***** Supplied passage *****
Ohio State head coach Russ Hellickson, who is in the midst of his 17th year at the Buckeye helm, agrees that Anderson has truly put forth the effort necessary to succeed at the Big Ten and national levels.
“Obviously he is very focused this year as a senior and trying to get the job done right,” Hellickson said. “He has everything structured in his mind with training, practice and preparation, which he has not deviated from one bit. His entire life is dedicated to being ready for competition. The way he eats, the way he sleeps, the way he trains is all programmed and has been done so more consistently this year.”
Anderson has intertwined his training methods and work ethic to accent his move to the 157-pound weight class after spending his previous three seasons at 149, where he claimed consecutive fourth place finishes at the Big Ten Championships in 2001 and 2002.
He feels that the move truly better suits his physical abilities on the mat.
“I think making the move from 149 to 157 has made a big difference this season,” Anderson said. “I had to cut some weight at 149 and I do not deal well with cutting weight. Now at 157, I only have to cut two or three pounds before meets and that makes a pretty big difference energy-wise and with my strength levels.”
Hellickson shares Anderson’s sentiments about making the adjustment from 149 to 157.
“I think making the move up to 157 is probably the greatest thing he ever did. He does not have to pull weight, which tends to be a negative thing in wrestling. He is one of those guys that is better suited to cut less often and moving to 157 has helped him immensely.”
Making the jump to 157 meant that Anderson would face the challenge of larger and stronger athletes that he had yet to face during his time at 149. Included in that class was reigning national champion Becker and his 113-25 career record.
Anderson knew the journey to the top traveled directly through the Minnesota senior as he welcomed his first crack at knocking Becker from the top of the hill on Dec. 7 in the championship bout of the 2002 Las Vegas Invitational.
Becker and Anderson, ranked sixth at the time, battled in a tightly contested match as Becker ultimately prevailed with an 8-5 decision to claim the Las Vegas Invite crown and prove his No. 1 ranking.
Anderson took the loss as a learning experience and adjusted his approach when the Buckeyes met the Golden Gophers Feb. 2 at St. John Arena.
*****
## [Directions]
1. Could you rewrite the wrestling profile, starting at "Ohio State head" and stopping after "and national levels.", with "Buckeye helm" swapped for "Ohio State helm"?
2. Can you carry the wrestling profile forward from the point where it stops?
The entries after this point are separate material, unrelated to the wrestling profile.
***** Source material *****
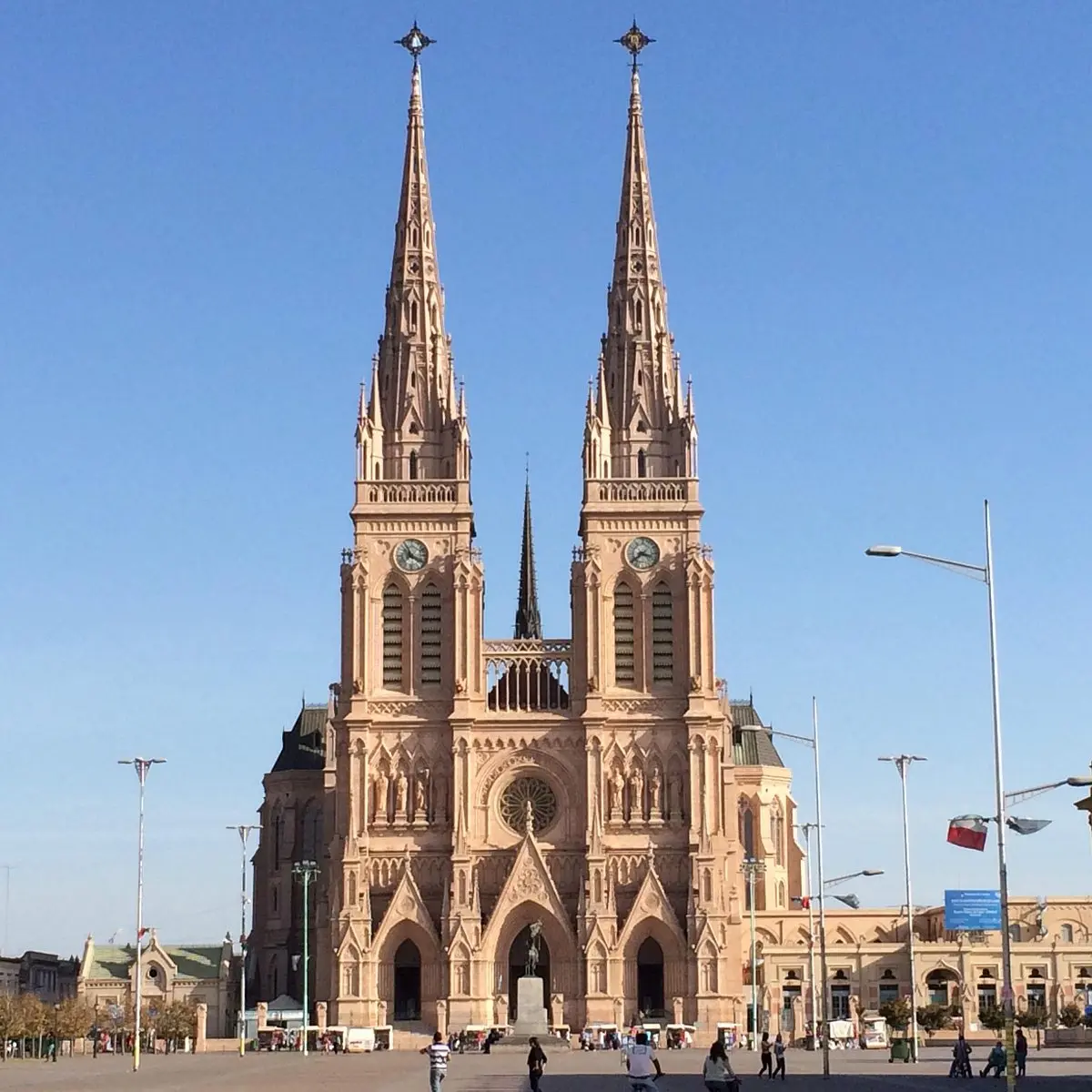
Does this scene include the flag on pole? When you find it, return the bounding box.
*****
***** Source material *****
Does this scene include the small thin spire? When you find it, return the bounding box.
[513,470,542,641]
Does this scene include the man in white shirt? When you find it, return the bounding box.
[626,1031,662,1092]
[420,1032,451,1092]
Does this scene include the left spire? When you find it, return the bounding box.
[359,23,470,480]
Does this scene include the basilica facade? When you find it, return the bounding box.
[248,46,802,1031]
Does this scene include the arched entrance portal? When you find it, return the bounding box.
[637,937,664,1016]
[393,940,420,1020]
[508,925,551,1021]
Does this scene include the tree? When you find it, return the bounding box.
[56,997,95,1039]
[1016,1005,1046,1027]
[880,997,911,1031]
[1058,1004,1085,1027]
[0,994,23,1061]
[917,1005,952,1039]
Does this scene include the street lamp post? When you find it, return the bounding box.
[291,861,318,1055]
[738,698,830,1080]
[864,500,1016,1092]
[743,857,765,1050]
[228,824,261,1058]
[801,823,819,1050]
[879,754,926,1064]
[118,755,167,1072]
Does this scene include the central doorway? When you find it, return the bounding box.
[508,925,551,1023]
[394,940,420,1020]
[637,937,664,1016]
*****
## [Written answers]
1.
Ohio State head coach Russ Hellickson, who is in the midst of his 17th year at the Ohio State helm, agrees that Anderson has truly put forth the effort necessary to succeed at the Big Ten and national levels.

2.
Ohio State faced a daunting 20-3 deficit heading into the feature match of the afternoon between Anderson and Becker as the two combatants scrapped to a 0-0 stalemate after the first period before Anderson set the 1,515 in attendance into an eruption with an emphatic 2-point takedown midway through the second period. Anderson carried a 3-1 advantage into the third stanza and extended the lead with two strong takedowns as he had Becker on the verge of a fall on two separate occasions for a convincing 9-3 edge. Anderson recorded the dominating 10-3 decision following a 1-point addition for riding time.
Anderson attributed a combination of factors to the success of his newfound approach to defeating Becker.
“I think I was more patient in that second match,” Anderson said. “I was also more aggressive. I took more shots at better opportunities which helped me take the advantage and things just came out in my favor.”
Anderson has proved to be a rock in the heart of the Ohio State order and is depended upon from match-to-match by his OSU teammates and he has yet to let them down during the dual season. Whether in a bout against a ranked opponent or faced with a match that may ultimately decide a dual, Anderson has come through time and time again – 11 for 11 to be exact – to help the Buckeyes remain among the Top 5 teams in the nation.
“Keaton is beating the best guys in the country,” Hellickson said. “He is the No. 1 guy in the nation. So obviously he is doing it the right way with the right attitude. He is right where he wants to be heading into Big Tens and the NCAA’s.”